— Your task —
In each of the items below, swap "Annotation task" for "Labeling job" and keep every other character as it is.

[Point labeling dataset excerpts]
########################################

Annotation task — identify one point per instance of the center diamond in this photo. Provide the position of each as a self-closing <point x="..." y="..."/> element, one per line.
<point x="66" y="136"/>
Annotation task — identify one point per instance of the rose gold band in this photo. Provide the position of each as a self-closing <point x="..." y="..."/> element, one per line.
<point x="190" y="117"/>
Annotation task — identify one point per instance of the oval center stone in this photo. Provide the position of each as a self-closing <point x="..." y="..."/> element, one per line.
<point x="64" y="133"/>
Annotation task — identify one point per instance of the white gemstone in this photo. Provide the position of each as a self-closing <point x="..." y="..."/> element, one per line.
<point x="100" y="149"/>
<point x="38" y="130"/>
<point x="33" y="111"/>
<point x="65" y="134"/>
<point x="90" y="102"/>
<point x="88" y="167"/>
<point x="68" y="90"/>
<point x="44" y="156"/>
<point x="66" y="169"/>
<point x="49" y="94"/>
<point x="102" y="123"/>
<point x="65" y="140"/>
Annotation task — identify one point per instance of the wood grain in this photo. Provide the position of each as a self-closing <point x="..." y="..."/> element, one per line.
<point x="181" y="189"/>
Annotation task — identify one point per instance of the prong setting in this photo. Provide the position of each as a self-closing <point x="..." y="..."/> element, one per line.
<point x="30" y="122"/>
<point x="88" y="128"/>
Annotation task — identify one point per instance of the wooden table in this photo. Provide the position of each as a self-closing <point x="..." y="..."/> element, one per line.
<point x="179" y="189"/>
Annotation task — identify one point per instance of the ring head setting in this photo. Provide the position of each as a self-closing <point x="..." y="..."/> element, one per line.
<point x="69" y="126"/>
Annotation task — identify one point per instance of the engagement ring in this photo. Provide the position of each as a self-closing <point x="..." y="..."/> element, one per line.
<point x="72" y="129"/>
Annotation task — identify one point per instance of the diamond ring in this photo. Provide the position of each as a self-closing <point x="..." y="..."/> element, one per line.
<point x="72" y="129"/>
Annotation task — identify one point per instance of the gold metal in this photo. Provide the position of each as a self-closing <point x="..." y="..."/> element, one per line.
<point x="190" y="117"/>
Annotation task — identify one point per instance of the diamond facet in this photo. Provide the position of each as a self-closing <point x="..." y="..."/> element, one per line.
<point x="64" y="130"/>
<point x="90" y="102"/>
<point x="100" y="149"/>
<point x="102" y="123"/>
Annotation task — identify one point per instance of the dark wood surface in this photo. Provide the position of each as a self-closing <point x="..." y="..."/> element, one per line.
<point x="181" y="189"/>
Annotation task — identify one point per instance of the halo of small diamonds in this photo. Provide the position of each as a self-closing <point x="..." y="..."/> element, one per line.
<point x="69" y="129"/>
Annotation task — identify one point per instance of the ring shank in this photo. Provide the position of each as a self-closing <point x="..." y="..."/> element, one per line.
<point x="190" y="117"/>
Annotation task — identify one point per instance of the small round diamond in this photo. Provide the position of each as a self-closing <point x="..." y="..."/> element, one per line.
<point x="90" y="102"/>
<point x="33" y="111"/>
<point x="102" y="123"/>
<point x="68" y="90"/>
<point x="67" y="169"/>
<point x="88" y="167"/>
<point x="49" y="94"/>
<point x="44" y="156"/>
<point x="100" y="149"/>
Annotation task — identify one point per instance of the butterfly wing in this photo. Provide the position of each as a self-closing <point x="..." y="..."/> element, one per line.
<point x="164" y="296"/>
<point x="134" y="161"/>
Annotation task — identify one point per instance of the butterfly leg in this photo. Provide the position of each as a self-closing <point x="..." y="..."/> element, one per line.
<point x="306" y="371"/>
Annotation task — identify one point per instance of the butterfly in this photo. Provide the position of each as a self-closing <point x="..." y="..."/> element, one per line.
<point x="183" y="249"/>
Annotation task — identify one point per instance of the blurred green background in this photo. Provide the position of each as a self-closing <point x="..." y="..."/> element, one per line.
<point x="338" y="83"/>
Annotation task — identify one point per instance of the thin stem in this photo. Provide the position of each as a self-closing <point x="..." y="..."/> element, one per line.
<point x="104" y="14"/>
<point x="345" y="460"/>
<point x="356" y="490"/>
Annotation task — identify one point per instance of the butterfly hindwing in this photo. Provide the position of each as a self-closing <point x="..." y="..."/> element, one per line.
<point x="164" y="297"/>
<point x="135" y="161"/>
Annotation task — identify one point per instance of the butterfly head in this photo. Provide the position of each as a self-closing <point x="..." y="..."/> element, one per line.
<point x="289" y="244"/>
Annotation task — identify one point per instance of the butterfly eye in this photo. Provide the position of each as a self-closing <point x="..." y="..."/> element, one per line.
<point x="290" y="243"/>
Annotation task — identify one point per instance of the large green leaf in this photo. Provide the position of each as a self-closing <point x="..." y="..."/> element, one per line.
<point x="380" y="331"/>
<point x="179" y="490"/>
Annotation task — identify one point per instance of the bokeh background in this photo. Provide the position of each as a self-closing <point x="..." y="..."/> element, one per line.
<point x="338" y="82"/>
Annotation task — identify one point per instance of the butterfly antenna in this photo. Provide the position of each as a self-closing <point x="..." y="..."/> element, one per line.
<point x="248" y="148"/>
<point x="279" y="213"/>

########################################

— Solved exercise —
Labeling job — identify one point per instance of the center diamond in this photo. Provide the position of each as a self-closing <point x="..." y="..."/> element, one per line.
<point x="66" y="136"/>
Labeling job — identify one point per instance of the rose gold band in this photo. Provide the position of each as a self-closing <point x="..." y="..."/> element, one per line.
<point x="190" y="117"/>
Labeling job — identify one point per instance of the oval center stone in this photo. Provide the position of each as a self-closing <point x="..." y="..."/> element, one per line.
<point x="64" y="133"/>
Labeling job — identify one point per instance of the white gemstone in this photo. Provide the position of each as a self-closing <point x="..." y="..."/> element, one per line.
<point x="100" y="149"/>
<point x="38" y="130"/>
<point x="33" y="111"/>
<point x="65" y="134"/>
<point x="90" y="102"/>
<point x="88" y="167"/>
<point x="68" y="90"/>
<point x="44" y="156"/>
<point x="66" y="169"/>
<point x="49" y="94"/>
<point x="102" y="123"/>
<point x="65" y="140"/>
Labeling job — identify one point per instance of the wood grain in this photo. Provide the position of each as a self-closing <point x="..." y="..."/> element, one per line.
<point x="181" y="189"/>
Labeling job — identify one point per instance of the prong setting in this photo. Provide the position of each as a self-closing <point x="..." y="..."/> element, one per line.
<point x="30" y="122"/>
<point x="88" y="128"/>
Labeling job — identify one point per instance of the wooden table in this photo. Provide the position of each as a self-closing <point x="..." y="..."/> element, one per line.
<point x="179" y="189"/>
Labeling job — identify one point per instance of the ring head setting in this photo. Provide the position of each as a self-closing <point x="..." y="..."/> element, one per line.
<point x="69" y="126"/>
Labeling job — identify one point per instance of the engagement ring in this photo. Provide the position of each as a self-closing <point x="..." y="..."/> element, one per line.
<point x="72" y="129"/>
Labeling job — identify one point per instance of the diamond ring in this photo. Provide the position of each as a self-closing <point x="..." y="..."/> element, one per line.
<point x="72" y="129"/>
Labeling job — identify one point per instance of the gold metal in this photo. Provide the position of each as a self-closing <point x="..." y="..."/> element, one per line.
<point x="190" y="117"/>
Labeling job — identify one point per instance of the diamond facet in this photo. Provide the position of each as a self-closing <point x="..." y="..."/> element, one per line.
<point x="64" y="130"/>
<point x="90" y="102"/>
<point x="100" y="149"/>
<point x="102" y="123"/>
Labeling job — identify one point per instance of the dark wood surface in this photo. Provide the position of each as a self-closing <point x="..." y="..."/> element, one per line.
<point x="181" y="189"/>
Labeling job — identify one point per instance of the halo of small diamonds in this photo. Provide the position of each as a self-closing <point x="..." y="..."/> element, one per line.
<point x="69" y="129"/>
Labeling job — identify one point per instance of the ring shank in this photo. Provide the position of each as a self-closing <point x="..." y="..."/> element, one per line.
<point x="190" y="117"/>
Labeling job — identify one point per instance of the small round diamond in this photo. Provide the position of each as a self-closing <point x="..." y="..."/> element, one per line.
<point x="90" y="102"/>
<point x="33" y="111"/>
<point x="102" y="123"/>
<point x="68" y="90"/>
<point x="67" y="169"/>
<point x="88" y="167"/>
<point x="49" y="94"/>
<point x="44" y="156"/>
<point x="100" y="149"/>
Labeling job — identify one point per instance of the butterfly wing in this photo. Provide the position of each as a self-closing <point x="..." y="..."/> element, one per line.
<point x="164" y="296"/>
<point x="134" y="161"/>
Labeling job — identify one point per instance of the butterfly leg in this photo. Provide the position of each as a self-closing <point x="..." y="..."/> element, one per line.
<point x="306" y="371"/>
Labeling job — identify one point per instance of the butterfly in this photo. Provide the position of each as a self-closing <point x="..." y="..."/> element, one per line.
<point x="183" y="249"/>
Labeling job — identify one point per instance of the blurred green background in this photo. Provide the position of each as a self-closing <point x="..." y="..."/> element, one per line.
<point x="338" y="83"/>
Labeling job — identify one point per instance of the thin stem in this photo. Provide the position of each as a self-closing <point x="..." y="..."/> element, one per line.
<point x="104" y="14"/>
<point x="345" y="460"/>
<point x="356" y="490"/>
Labeling job — identify one point per instance of the butterfly hindwing in this photo. Provide the position of each as a self-closing <point x="..." y="..."/> element, one per line.
<point x="164" y="297"/>
<point x="135" y="161"/>
Labeling job — identify one point per instance of the butterfly head in this photo. Provide the position of each as a self-closing <point x="..." y="..."/> element, one per line.
<point x="289" y="244"/>
Labeling job — identify one point per instance of the butterfly eye in this photo. Provide the position of each as a self-closing <point x="..." y="..."/> element, one per line.
<point x="290" y="243"/>
Labeling job — identify one point per instance of the large green leaf in this photo. Provide the position of each as a self-closing <point x="..." y="..."/> element, one per line.
<point x="380" y="331"/>
<point x="179" y="490"/>
Labeling job — identify one point per instance of the bokeh background in this photo. Provide the position of each as a self-closing <point x="..." y="..."/> element, one per line.
<point x="338" y="82"/>
Labeling job — identify one point per instance of the butterfly antenna in this photo. Provide the position of each as a self-closing <point x="..." y="..."/> element, one per line.
<point x="248" y="148"/>
<point x="279" y="213"/>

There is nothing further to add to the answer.